▸ **Problems to work on**
1 > In the article on Chinese chip foundries, by what percentage did SMIC's revenue rise year on year in the second quarter?
2 > From the article on Chinese chip foundries, copy the part that opens with the words containing "Hua Hong’s net" and closes with "percent from the previous quarter.".
3 > Write what comes next in the article on Chinese chip foundries, starting after its last sentence.

▸ **Excerpt to read**
§ §

Chinese wafer foundries Semiconductor Manufacturing International and Hua Hong Semiconductor both logged an uptick in net profit and revenue in the second quarter from the previous quarter. Chip sales should continue to get better in the second half, an analyst said.

The chip making industry will stage a weak recovery this year, and things should get better in the second half, an analyst who works at a brokerage told Yicai.

After several sluggish quarters, the semiconductor market is slowly rebounding, driven by industries such as consumer electronics, Tang Junjun, president and executive director of Hua Hong, said at the earnings call last Thusday. SMIC had previously said that global customers are becoming more willing to stock up.

SMIC’s net profit in the second quarter more than doubled from the previous quarter, but plunged 59 percent year on year to USD165 million, according to the Shanghai-based company’s latest financial report. Revenue surged 8.6 percent quarter on quarter and 21.8 percent year on year to USD1.9 billion.

Hua Hong’s net profit plummeted 91.5 percent in the three months from the year before ended June 30 to USD6.6 million, but the decline contracted 79 percent from the previous quarter, the Shanghai-headquartered firm said in its most recent earnings report. Revenue slumped 24.2 percent year on year to USD478.5 million, a gain of 4 percent from the previous quarter.

§ §

▸ **Dataset entries**

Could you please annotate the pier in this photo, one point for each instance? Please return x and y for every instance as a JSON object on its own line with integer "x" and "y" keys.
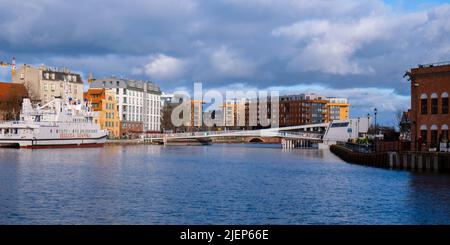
{"x": 408, "y": 160}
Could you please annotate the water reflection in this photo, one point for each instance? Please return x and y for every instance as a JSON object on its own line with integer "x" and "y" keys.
{"x": 220, "y": 184}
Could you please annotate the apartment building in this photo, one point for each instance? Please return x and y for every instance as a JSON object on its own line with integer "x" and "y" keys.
{"x": 45, "y": 83}
{"x": 139, "y": 102}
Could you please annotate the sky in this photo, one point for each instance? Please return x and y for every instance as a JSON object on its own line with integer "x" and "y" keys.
{"x": 356, "y": 49}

§ §

▸ **Answers below**
1 > 21.8 percent

2 >
Hua Hong’s net profit plummeted 91.5 percent in the three months from the year before ended June 30 to USD6.6 million, but the decline contracted 79 percent from the previous quarter, the Shanghai-headquartered firm said in its most recent earnings report. Revenue slumped 24.2 percent year on year to USD478.5 million, a gain of 4 percent from the previous quarter.

3 >
The gross profit margin and capacity utilization rate of the two companies are also slowly improving. SMIC’s gross profit margin in the second quarter was 13.9 percent, a gain of 0.2 percentage point from the previous quarter, while Hua Hong’s was 10.5 percent, up 4.1 percentage points. SMIC’s and Hua Hong’s capacity utilization rates increased by 4.4 percentage points and 6.2 percentage points from a quarter ago, respectively.

SMIC said it is expecting revenue to jump between 13 percent and 15 percent in the third quarter from the previous three months, with a gross margin of between 18 percent and 20 percent. But its estimations for the second half remain cautious.

The market should pick up in the second half, and the company is eager for orders, Hua Hong said. The firm expects revenue in the three months ending Sept. 30 to be between USD500 million and USD520 million with a gross margin of between 10 percent and 12 percent.